STATED EXERCISE 1
Please extract every line in the listing below that contains the string "Find". Case counts.

# TEXT BLOCK start

Friday, 14 December 2012

It Pays To Be A Wascal Wo-man

As mentioned in the last game report, the second of our non-Napoleonic outings in this little sojourn from the real stuff was another game of Warhammer Ancients, which we played on 2nd December—a strange way for a Napoleonic-focussed group to pass the 208th anniversary of the Coronation and 207th anniversary of Austerlitz! Still, there will be plenty more Napoleonics to come, especially in 2013.
As with our ANF Australia Day game, Mark set-up a simple points battle, this time of Republican Romans against Britons. Only two of the three amigos were in attendance. Mark gave me the option of which side to choose. Remembering some bad experiences with Dacians using WRG 7th Edition rules in the 1990s at the NWS, I took the Romans since, “I probably have more of an idea of what to do with them!”
We decided to follow the sequence of play from go to woe, so began by placing our units, alternating, one at a time. There were no surprises at the end of this, each of us adopting a classical deployment with infantry in the centre, mounted troops on either flank and skirmishing troops to the front.

Troop deployment, Romans nearest camera

Deployment near complete

Britons deploy the last of their chariots

View from right of the Britons

Romans viewed from their left
Our correspondent on the scene takes up the story...
The tribesman were uncertain of the wisdom of facing the Romans in open battle, preferring to set up ambush in the rocks and woods and to wear the invaders down, but the charismatic Chief Mark was persuasive. He was supported in his pleas for action by the enchanting and fierce warrioress Boudica and by assurances from the druid Aidan that the omens were good. Thus inspired and assured the united tribes went into battle to crush the invaders and to drive them into the sea.
Confident in the strength of their warbands and wishing to use their chariots to good effect the Britons selected an open clearing, broken only by a small, rocky hill to their right and with small woods on either side. The accursed Romans faced them across the plain, but the standoff lasted only a short time as both armies advanced.

Turn 1

The armies advance...

Chief Mark in the centre of the warbands
As the armies closed, the skirmishing troops from both sides exchanged ‘fire’ with javelins and slings. This went slightly in favour of the Britons, building their confidence for the coming mêlée.
Turn 2

Britons get better of early skirmishing (fallen figures staged for the camera!)

Roman cavalry charge Boudica's chariots...

... and are driven off

Chariots pursue and crash into Italians
On left flank, the Romans sent a unit of equites against the leading unit of British chariots. This did not go well, as two casualties to zero saw the equites run. Fortunately the rest of the army ignored this (all passed panic test), but the chariots pursued and crashed into one unit of Italian allies. Oh dear, thought Julius Pescatore, here we go again...

# TEXT BLOCK end
# DATASET EXTRACT start

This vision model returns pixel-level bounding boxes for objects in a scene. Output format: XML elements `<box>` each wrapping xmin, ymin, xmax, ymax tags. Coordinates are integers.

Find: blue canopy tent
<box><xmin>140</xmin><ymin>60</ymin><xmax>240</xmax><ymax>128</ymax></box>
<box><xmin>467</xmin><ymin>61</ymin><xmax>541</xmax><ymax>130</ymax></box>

# DATASET EXTRACT end
# DATASET EXTRACT start

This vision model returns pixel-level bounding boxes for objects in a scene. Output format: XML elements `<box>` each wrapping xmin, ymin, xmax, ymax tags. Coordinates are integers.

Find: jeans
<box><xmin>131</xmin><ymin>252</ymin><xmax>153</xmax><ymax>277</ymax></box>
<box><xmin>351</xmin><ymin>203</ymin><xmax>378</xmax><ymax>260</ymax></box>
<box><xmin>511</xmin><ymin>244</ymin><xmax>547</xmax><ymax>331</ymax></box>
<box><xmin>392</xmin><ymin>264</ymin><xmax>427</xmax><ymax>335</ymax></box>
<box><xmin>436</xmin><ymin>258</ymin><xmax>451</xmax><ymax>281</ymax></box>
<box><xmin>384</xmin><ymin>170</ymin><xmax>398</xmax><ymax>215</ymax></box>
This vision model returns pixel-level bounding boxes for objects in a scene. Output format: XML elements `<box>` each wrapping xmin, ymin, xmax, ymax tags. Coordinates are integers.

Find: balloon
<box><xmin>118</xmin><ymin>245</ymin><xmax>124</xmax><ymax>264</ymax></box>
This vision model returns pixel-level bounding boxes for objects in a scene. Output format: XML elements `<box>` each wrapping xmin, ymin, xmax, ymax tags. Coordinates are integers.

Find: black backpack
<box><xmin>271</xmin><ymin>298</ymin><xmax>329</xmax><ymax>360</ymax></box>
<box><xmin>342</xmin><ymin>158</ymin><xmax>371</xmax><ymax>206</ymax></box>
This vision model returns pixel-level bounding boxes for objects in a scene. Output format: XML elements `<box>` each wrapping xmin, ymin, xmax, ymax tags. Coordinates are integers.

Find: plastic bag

# DATASET EXTRACT end

STATED EXERCISE 2
Render this sentence from the wargame report above in Spanish: "Only two of the three amigos were in attendance."

WRITTEN RESPONSE 1
Find: blue canopy tent
Find: jeans
Find: balloon
Find: black backpack
Find: plastic bag

WRITTEN RESPONSE 2
Solo dos de los tres amigos estaban presentes.